Angelika Bischof-Delaloye is a former emeritus professor at the University Lausanne, Lausanne, Switzerland.

Career
During 1998–2009, Bischof-Delaloye was a full professor at the Nuclear Medicine Department at the University Lausanne, and the Department Head, of Nuclear Medicine, Center Hospital University Vaudois, in Lausanne.

She has served at the European Board of Nuclear Medicine during 2006. She wrote the editorial article in 2011 for European Journal of Nuclear Medicine and Molecular Imaging (EJNMMI) to introduce the open-access journal called European Journal of Nuclear Medicine and Molecular Imaging Research (EJNMMI Res) in the area of basic, translational and clinical research in nuclear medicine. She currently serves as the editor-in-chief of EJNMMI Res journal.

__Tasks__.
(1) Do statements (a), (b) and (c) agree with the Bischof-Delaloye profile? Answer each with yes or no and quote the words that decide it.
(a) Bischof-Delaloye was Department Head of Nuclear Medicine at Center Hospital University Vaudois.
(b) Bischof-Delaloye served at the European Board of Nuclear Medicine during 2009.
(c) Bischof-Delaloye is currently editor-in-chief of EJNMMI Res.
(2) According to the Bischof-Delaloye profile, in what year did she write the editorial that introduced EJNMMI Res?
(3) Transcribe the Bischof-Delaloye profile between "She has served" and "EJNMMI Res journal.", inclusive.

__Collected data__.
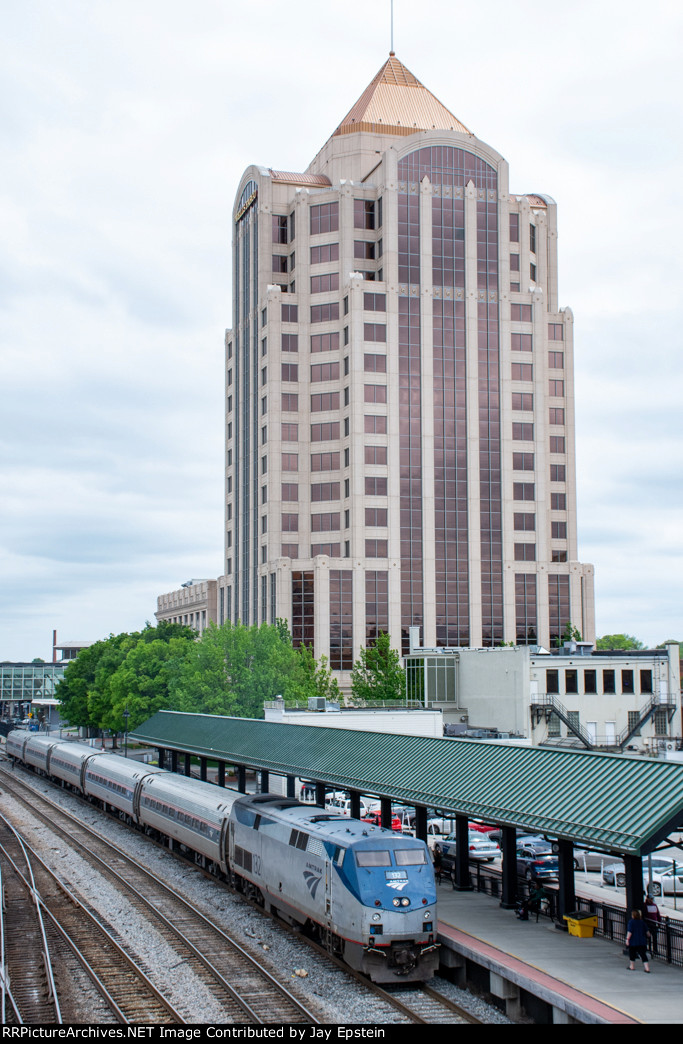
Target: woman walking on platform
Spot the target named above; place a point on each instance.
(637, 941)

__Your responses__.
(1)
(a) Yes: "and the Department Head, of Nuclear Medicine, Center Hospital University Vaudois"
(b) No: "She has served at the European Board of Nuclear Medicine during 2006."
(c) Yes: "She currently serves as the editor-in-chief of EJNMMI Res journal."

(2) 2011

(3)
She has served at the European Board of Nuclear Medicine during 2006. She wrote the editorial article in 2011 for European Journal of Nuclear Medicine and Molecular Imaging (EJNMMI) to introduce the open-access journal called European Journal of Nuclear Medicine and Molecular Imaging Research (EJNMMI Res) in the area of basic, translational and clinical research in nuclear medicine. She currently serves as the editor-in-chief of EJNMMI Res journal.